SOURCE EXTRACT:
──────

March 14, 2010
The Fourth Sunday in Lent (Year C)
Joshua 5:9-12; Psalm 32; 2 Corinthians 5:16-21;
Luke 15:1-3, 11b-32
We’ve just heard one of the best known of Jesus’ parables, if not THE best known! Unfortunately familiarity, as they say, breeds contempt. Or to put it another way I wonder how many of you are thinking right now, “What can she say that we haven’t heard before?” That’s actually a very good question. And I wonder what have you heard before! But we won’t go there today.
We call this story “the Parable of the Prodigal Son.” However, in two separate places this week I have seen it referred to as “the Parable of Two Beloved Sons” and “the Parable of the Gracious Father.” Both those titles, I think, put a positive spin on the story and put the emphasis where it truly belongs, on God’s reconciling love and forgiveness.
It is a story that even in its ancient setting seems to resonate with any and all times.
I’m sure no one would question that the father was, in Jesus’ mind, his father, God. But the sons could represent anything from our own inner conflicts, to a lesson in parenting, to a discussion of the appropriation and use of natural resources, to the very basic: Jesus trying to make the Pharisees and Scribes understand what he was really trying to accomplish when he mingled with sinners and ate with tax collectors. I think, maybe contrary to public opinion, that he truly loved those Pharisees and Scribes as much as the sinners and tax collectors, and that’s why he struggled so often to explain things to them.
Of course it could it be that Jesus was thinking of those Israelites of old that the reading from Joshua tells about. They crossed the Red Sea, wandered for forty years in the wilderness before crossing the River Jordan into the Promised Land. Both times the waters rolled back and let them pass. You might say that doors opened for them without any effort on their part, just as so often doors open for us as we enter public buildings. In addition they had been fed with the heavenly food called Manna and because at least one generation had passed, few would remember tilling the land and eating of the produce. A fresh start must be made, a reconciliation of the old ways with the new; now they were going to have to work to make a new life.
A new creation, Paul calls it, as he writes to the Corinthians. God through Christ has provided us with a new vision, a changed vision, what Paul calls the ministry of reconciliation, the transformation of the individual’s behavior and thinking. God loved his first creation enough to send his son to reconcile it to him when it had become so sinful and neglectful of its God and his Law. Through Christ God has entrusted that message of reconciliation, that message of God’s reconciling love, to us.

──────

Saved data entries
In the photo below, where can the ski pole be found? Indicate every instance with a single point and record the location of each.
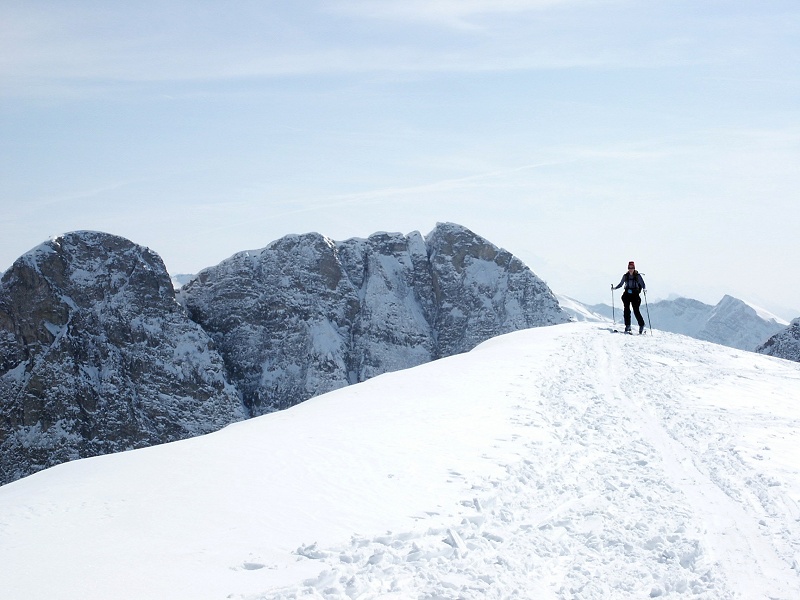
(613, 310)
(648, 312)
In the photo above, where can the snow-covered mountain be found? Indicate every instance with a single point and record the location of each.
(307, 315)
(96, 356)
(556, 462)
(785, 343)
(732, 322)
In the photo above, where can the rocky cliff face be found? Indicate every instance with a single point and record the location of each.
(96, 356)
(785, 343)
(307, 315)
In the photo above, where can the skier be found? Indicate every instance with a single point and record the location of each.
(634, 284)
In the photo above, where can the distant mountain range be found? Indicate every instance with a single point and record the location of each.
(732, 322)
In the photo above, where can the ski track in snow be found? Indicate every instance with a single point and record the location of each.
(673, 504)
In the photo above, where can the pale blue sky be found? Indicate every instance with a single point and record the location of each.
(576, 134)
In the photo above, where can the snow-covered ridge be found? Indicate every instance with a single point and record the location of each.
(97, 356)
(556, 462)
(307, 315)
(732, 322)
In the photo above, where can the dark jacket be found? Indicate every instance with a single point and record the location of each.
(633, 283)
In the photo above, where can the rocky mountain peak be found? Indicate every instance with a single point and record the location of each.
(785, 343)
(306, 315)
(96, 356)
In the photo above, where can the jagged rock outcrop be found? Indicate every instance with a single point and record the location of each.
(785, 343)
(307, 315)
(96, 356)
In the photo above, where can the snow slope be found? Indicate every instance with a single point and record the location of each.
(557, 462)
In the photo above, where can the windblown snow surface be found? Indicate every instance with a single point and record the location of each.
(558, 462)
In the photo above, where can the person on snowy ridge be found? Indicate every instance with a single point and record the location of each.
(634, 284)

──────

REQUIRED WORK:
a - Transcribe the passage of the sermon between "A new creation, Paul" and "love, to us.", inclusive.
b - Render this sentence from the sermon in Spanish: "It is a story that even in its ancient setting seems to resonate with any and all times."

TASK RESULTS:
a -
A new creation, Paul calls it, as he writes to the Corinthians. God through Christ has provided us with a new vision, a changed vision, what Paul calls the ministry of reconciliation, the transformation of the individual’s behavior and thinking. God loved his first creation enough to send his son to reconcile it to him when it had become so sinful and neglectful of its God and his Law. Through Christ God has entrusted that message of reconciliation, that message of God’s reconciling love, to us.

b - Es una historia que, incluso en su contexto antiguo, parece resonar en todas y cada una de las épocas.